Problem description
All that is wanted is an exact copy of the line containing "Phrase: airplane" and the lines after it, through the end of the records.

Segment Start: Records provided

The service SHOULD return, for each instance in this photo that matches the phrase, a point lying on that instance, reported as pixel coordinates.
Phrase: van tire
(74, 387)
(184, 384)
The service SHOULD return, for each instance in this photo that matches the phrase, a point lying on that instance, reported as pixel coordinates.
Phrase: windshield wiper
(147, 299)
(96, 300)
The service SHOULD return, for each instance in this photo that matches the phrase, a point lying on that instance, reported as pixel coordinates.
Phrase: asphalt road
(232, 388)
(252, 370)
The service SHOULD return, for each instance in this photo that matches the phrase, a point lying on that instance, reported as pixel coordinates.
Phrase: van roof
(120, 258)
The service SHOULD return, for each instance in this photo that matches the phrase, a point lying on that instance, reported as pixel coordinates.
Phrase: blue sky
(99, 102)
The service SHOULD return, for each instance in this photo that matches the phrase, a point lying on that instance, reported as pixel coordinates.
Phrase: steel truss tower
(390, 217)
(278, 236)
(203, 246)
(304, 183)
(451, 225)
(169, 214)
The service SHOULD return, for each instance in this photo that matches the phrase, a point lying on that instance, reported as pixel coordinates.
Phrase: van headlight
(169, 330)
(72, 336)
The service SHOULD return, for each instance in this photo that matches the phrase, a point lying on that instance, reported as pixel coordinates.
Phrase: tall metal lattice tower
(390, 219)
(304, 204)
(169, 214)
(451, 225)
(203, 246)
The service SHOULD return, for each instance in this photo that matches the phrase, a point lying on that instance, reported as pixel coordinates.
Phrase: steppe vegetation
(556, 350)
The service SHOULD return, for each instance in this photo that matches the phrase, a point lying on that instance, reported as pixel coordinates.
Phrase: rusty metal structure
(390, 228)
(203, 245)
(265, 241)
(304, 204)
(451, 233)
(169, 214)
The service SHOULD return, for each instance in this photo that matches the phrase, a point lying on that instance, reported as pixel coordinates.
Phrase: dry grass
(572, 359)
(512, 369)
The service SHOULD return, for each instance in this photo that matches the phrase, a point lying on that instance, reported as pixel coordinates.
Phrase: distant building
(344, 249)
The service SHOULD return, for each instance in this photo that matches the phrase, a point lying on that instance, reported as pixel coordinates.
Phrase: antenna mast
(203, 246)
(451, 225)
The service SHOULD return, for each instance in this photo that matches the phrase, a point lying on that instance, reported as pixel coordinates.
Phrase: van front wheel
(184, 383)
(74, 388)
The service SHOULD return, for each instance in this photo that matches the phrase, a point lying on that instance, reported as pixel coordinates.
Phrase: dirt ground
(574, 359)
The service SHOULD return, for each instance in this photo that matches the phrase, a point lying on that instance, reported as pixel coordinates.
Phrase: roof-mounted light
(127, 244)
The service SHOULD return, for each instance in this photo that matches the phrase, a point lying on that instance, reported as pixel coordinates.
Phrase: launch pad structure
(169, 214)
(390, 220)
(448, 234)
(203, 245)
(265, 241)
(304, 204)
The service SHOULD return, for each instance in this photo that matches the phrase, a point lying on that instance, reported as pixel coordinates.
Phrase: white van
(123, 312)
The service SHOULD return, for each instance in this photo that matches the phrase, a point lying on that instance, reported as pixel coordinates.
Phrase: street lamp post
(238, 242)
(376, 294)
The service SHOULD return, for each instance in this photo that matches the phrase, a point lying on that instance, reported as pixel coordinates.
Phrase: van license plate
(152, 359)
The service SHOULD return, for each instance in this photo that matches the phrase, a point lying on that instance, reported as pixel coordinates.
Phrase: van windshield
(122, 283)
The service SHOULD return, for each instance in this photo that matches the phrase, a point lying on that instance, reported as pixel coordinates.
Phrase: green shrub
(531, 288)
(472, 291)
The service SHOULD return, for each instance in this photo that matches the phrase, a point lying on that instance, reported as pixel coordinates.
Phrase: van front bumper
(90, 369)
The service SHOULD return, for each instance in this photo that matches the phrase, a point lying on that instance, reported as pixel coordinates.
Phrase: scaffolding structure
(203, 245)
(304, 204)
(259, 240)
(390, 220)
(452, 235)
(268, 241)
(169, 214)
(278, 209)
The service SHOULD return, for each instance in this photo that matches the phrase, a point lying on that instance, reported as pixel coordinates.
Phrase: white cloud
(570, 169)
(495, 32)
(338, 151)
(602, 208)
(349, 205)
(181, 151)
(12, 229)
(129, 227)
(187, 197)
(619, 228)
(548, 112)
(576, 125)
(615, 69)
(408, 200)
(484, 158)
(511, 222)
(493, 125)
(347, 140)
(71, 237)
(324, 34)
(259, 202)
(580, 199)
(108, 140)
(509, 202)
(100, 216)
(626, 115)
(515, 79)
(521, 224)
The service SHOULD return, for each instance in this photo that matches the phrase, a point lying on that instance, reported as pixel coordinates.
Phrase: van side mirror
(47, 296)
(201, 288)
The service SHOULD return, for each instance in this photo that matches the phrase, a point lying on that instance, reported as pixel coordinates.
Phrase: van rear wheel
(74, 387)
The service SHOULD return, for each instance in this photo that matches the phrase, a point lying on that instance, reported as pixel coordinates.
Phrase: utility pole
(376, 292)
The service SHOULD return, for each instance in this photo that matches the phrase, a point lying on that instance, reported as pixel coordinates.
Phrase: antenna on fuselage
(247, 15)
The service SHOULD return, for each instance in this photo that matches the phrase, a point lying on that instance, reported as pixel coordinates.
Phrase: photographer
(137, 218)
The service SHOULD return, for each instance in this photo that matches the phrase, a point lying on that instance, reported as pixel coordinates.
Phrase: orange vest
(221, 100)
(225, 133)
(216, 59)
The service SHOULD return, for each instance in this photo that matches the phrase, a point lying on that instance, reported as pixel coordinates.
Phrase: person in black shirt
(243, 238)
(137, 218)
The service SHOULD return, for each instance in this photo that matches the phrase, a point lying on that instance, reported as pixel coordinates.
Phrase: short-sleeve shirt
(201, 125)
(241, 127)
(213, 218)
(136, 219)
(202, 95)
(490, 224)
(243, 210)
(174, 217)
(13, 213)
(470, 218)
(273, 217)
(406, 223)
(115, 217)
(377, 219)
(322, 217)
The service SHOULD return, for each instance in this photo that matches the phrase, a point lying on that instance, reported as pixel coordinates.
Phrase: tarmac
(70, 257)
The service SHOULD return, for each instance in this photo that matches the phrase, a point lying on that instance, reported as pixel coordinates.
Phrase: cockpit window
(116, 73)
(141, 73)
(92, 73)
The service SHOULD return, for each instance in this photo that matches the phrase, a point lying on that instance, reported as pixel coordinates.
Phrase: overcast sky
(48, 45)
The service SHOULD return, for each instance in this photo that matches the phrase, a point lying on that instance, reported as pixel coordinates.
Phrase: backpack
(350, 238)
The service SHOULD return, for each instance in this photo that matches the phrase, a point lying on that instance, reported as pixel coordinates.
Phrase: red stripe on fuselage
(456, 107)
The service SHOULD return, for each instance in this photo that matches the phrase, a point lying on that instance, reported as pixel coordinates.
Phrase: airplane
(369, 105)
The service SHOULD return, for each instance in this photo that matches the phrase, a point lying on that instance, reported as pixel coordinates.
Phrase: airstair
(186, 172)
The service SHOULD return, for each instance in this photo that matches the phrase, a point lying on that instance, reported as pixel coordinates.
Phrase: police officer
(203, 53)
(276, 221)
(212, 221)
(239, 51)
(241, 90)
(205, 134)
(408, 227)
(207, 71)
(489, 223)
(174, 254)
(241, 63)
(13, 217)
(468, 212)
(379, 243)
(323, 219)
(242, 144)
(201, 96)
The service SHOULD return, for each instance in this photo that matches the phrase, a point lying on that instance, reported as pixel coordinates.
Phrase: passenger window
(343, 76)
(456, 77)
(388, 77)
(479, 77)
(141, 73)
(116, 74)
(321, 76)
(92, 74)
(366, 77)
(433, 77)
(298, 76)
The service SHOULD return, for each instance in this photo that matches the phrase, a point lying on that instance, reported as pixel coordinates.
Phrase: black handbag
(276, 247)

Segment End: Records provided

Output
Phrase: airplane
(369, 105)
The service SHOULD return, for each instance in this photo that matches the phrase, a point lying on that instance, reported as pixel coordinates.
Phrase: airstair
(186, 172)
The service SHOULD return, for each instance in this photo that matches the phrase, a point lying on that instance, reported as pixel coordinates.
Phrase: police officer
(203, 53)
(276, 221)
(212, 221)
(239, 51)
(241, 90)
(205, 134)
(408, 227)
(207, 71)
(489, 223)
(174, 254)
(241, 63)
(13, 217)
(468, 212)
(379, 243)
(323, 219)
(242, 144)
(201, 96)
The service SHOULD return, for each instance in this photo that matches the phrase, a point lying on that instance, reported as pixel coordinates.
Phrase: passenger window
(343, 76)
(456, 77)
(388, 77)
(479, 77)
(141, 73)
(116, 74)
(321, 76)
(92, 74)
(366, 77)
(433, 77)
(298, 76)
The service SHOULD return, for each instance in this photo that matches the phrase, a point lying on that instance, reported as pixel coordinates.
Phrase: black handbag
(276, 247)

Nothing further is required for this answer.